#### Task requirements
(1) In the rounded-corners problem report, what did the writer expect rounded corners to be by default?
(2) Repeat the part of the rounded-corners problem report starting at "import matplotlib.pyplot as" and ending at "ax.add_patch(patch)".

Problem

I was trying to make a bar chart with rounded corners, which necessitates using FancyBBoxPatch. However, I would have expected rounded corners to be isotropic by default.

Example showing default behavior and expected behavior (bar on the right):

import matplotlib.pyplot as plt
from matplotlib.patches import FancyBboxPatch, BoxStyle

def add_bar(ax, x, y, w, h, mutation_aspect=1):
    patch = FancyBboxPatch(
        (x, y),
        w,
        h,
        boxstyle=BoxStyle("Round", pad=0, rounding_size=w / 2),
        linewidth=0,
        facecolor="C0",
        mutation_aspect=mutation_aspect,
    )
    ax.add_patch(patch)


fig, ax = plt.subplots(figsize=(10, 5))


x, y, w, h = 0.3, 0, 0.18, 1

# Left: default mutation_aspect=1 (shows issue)

#### Record list
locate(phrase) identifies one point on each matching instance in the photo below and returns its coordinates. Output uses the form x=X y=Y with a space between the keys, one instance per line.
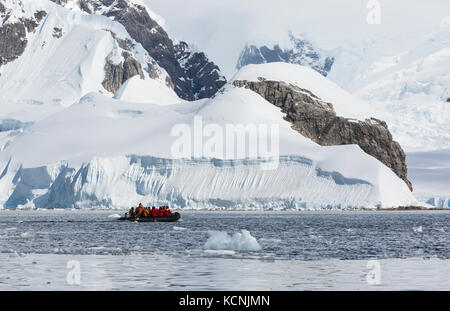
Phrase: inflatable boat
x=172 y=218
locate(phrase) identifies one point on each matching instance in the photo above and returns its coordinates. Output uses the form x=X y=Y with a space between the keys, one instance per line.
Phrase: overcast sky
x=222 y=28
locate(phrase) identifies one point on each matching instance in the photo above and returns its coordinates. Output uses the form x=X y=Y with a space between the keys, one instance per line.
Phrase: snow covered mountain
x=188 y=69
x=407 y=81
x=124 y=152
x=91 y=117
x=300 y=51
x=52 y=56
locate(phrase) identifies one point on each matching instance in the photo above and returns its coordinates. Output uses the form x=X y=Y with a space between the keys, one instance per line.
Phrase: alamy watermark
x=228 y=141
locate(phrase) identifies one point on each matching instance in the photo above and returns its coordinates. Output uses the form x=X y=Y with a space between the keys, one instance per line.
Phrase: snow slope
x=105 y=152
x=55 y=72
x=147 y=91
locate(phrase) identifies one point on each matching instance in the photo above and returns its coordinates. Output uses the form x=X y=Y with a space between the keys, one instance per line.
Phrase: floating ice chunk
x=220 y=252
x=418 y=229
x=241 y=241
x=25 y=235
x=179 y=228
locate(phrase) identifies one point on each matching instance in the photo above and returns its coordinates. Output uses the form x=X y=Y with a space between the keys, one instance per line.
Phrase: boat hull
x=173 y=218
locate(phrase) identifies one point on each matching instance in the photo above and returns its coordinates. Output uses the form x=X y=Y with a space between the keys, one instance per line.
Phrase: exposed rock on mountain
x=117 y=74
x=301 y=52
x=13 y=39
x=194 y=76
x=205 y=75
x=317 y=120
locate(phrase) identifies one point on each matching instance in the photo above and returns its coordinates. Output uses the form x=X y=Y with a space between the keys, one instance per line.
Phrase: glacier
x=67 y=142
x=108 y=153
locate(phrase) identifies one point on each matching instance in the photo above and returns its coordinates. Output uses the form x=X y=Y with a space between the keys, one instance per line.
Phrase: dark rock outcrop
x=200 y=78
x=13 y=36
x=301 y=53
x=205 y=75
x=317 y=120
x=117 y=74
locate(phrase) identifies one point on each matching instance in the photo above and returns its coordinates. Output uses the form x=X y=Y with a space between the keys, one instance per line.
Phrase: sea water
x=326 y=250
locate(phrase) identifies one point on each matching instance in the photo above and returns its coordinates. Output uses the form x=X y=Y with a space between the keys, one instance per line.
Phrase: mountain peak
x=146 y=28
x=300 y=51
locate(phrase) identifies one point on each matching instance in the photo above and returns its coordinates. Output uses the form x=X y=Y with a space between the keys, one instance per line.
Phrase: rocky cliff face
x=317 y=120
x=204 y=75
x=13 y=36
x=301 y=52
x=193 y=76
x=117 y=74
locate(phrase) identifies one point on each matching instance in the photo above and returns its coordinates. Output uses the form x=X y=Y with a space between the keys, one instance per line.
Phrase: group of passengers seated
x=142 y=211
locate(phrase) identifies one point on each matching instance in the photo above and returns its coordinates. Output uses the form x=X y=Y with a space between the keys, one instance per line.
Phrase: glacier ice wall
x=197 y=183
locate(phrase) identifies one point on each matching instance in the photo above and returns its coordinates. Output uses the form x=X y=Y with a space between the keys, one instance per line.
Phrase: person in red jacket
x=167 y=211
x=160 y=212
x=154 y=212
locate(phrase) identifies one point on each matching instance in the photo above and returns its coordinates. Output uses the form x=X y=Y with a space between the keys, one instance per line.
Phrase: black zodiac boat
x=172 y=218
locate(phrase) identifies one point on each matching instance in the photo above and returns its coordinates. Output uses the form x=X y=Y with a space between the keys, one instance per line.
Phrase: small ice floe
x=179 y=228
x=25 y=234
x=220 y=252
x=240 y=241
x=418 y=229
x=115 y=216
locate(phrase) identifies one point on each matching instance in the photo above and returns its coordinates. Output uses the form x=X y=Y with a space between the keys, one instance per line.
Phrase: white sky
x=222 y=28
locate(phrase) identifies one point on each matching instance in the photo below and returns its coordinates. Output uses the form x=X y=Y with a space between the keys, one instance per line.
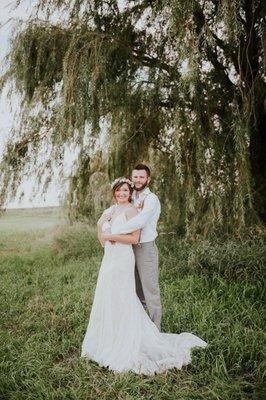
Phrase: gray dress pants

#### Solved tasks
(1) Isotropic.

(2)
import matplotlib.pyplot as plt
from matplotlib.patches import FancyBboxPatch, BoxStyle

def add_bar(ax, x, y, w, h, mutation_aspect=1):
    patch = FancyBboxPatch(
        (x, y),
        w,
        h,
        boxstyle=BoxStyle("Round", pad=0, rounding_size=w / 2),
        linewidth=0,
        facecolor="C0",
        mutation_aspect=mutation_aspect,
    )
    ax.add_patch(patch)